Instructions for the task: Print the records exactly as given.

[Point-per-instance localization data]
= Beginning of Section =

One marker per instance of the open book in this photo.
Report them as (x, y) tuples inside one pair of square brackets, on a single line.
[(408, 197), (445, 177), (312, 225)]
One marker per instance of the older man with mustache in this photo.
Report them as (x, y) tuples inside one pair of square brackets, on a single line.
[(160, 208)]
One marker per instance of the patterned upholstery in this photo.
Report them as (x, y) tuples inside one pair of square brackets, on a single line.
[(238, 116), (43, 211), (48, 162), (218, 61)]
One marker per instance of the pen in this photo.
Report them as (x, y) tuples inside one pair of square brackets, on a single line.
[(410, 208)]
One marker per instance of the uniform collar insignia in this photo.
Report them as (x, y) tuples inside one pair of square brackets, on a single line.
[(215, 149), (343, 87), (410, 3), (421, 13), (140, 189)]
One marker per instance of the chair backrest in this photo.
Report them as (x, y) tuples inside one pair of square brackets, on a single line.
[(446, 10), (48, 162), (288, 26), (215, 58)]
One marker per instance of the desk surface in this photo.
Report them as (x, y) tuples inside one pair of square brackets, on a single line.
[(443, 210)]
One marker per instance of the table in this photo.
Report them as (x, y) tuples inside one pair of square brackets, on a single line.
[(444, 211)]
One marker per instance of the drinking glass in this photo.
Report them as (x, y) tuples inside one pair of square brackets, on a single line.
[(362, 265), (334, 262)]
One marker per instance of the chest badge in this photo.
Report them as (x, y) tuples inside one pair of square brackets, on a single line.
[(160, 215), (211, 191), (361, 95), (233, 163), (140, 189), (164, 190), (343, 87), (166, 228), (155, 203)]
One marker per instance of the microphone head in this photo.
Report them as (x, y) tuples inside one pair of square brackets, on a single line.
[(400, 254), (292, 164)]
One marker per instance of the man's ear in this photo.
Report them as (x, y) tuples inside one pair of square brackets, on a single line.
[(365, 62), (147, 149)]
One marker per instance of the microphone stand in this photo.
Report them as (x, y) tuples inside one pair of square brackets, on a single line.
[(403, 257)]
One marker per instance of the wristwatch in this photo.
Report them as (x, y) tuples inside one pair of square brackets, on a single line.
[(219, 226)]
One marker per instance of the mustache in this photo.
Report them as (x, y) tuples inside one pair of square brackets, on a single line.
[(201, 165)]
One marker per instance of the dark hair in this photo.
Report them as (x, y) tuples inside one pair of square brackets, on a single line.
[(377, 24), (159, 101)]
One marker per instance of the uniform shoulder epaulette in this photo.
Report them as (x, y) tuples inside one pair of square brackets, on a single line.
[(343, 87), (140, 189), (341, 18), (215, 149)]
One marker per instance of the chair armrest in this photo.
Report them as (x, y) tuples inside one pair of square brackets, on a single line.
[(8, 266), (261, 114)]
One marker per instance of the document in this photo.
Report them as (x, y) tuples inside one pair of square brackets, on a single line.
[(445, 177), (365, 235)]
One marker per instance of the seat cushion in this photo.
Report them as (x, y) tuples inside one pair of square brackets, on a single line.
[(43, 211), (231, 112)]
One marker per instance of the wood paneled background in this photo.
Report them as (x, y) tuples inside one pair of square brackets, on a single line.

= End of Section =

Response below:
One marker per instance of the open book in this photo.
Report them as (x, y) tuples inside one pair of square brackets, on a single line.
[(408, 197), (445, 177), (312, 225)]
One marker per instance of the older man with mustache in this photo.
Report them as (x, y) tuples inside one pair of square brackets, on a single line.
[(160, 208)]
One marker per instance of the patterned upholstery in this photo.
Report them as (x, y) tuples inside one pair of square brackets, on a single line.
[(238, 116), (43, 211), (48, 162), (218, 61)]
One marker per instance of the pen in this photo.
Report them as (x, y) tuples inside one pair of square brackets, on a single line.
[(410, 208)]
One marker per instance of the uniform collar insignia in this photo.
Report them as (x, y) tuples inside one pair of square brackets, on a single line.
[(215, 149), (343, 87), (410, 3), (421, 13), (140, 189)]
One marker per instance of the chair backrest in this photo.
Report them as (x, y) tuples inside one pair of square brackets, on a single line.
[(446, 10), (48, 162), (288, 26), (215, 58)]
One marker per instance of the desk surface in this photo.
Report them as (x, y) tuples inside one pair of square brackets, on a single line.
[(443, 210)]
One marker per instance of the table in this photo.
Report them as (x, y) tuples inside one pair of square brackets, on a single line.
[(444, 211)]
One marker per instance of the drinking glass in this photo.
Report them as (x, y) tuples inside one pair of square brackets, on a single line.
[(362, 265), (334, 262)]
One marker per instance of the chest badge in this photo.
Report them as (x, y) tuples inside one pair of square brackets, on a single line.
[(160, 215), (211, 191), (361, 95), (233, 163), (140, 189), (164, 190), (343, 87), (166, 228), (155, 203)]
One marker per instance of the microphone head in this photo.
Report them as (x, y) tuples inside one pair of square brackets, on a single line.
[(400, 254), (292, 164)]
One marker per instance of the man's ear in this photo.
Report them as (x, y) tuples inside one pair of square brackets, on a single line.
[(365, 62), (147, 149)]
One marker per instance of the microphone stand in this photo.
Report them as (x, y) tuples inside one pair of square brackets, on a single line.
[(403, 257)]
One marker per instance of the wristwatch in this photo.
Report them as (x, y) tuples inside one pair of square brackets, on a single line.
[(219, 226)]
One marker per instance of the mustache in this photo.
Report them as (x, y) tuples inside one pair of square brackets, on a single line.
[(201, 165)]
One marker per instance of the dark hair in this photo.
Report them as (x, y) tuples inside one pair of square brackets, on a single line.
[(377, 24), (159, 101)]
One marker per instance of the uniform shoulder epaulette in this photo.
Report them as (x, y) tuples inside one pair of square brackets, on a single line.
[(343, 87), (140, 189), (341, 18), (215, 149)]
One marker per instance of the chair armrest in this photo.
Report them as (x, y) tuples inside one pair of square brackets, on a single line.
[(8, 266), (261, 114)]
One marker per instance of the document in this photo.
Report them as (x, y) tuples inside one pair of square brackets, on a single line.
[(445, 177), (365, 235)]
One marker per instance of the seat cushion in this photo.
Report them as (x, y) tuples inside one pair of square brackets, on a single line.
[(43, 211), (231, 112)]
One marker per instance of the wood paneled background in this photo.
Report them as (x, y) tuples inside one pair of square brackets, on a single line.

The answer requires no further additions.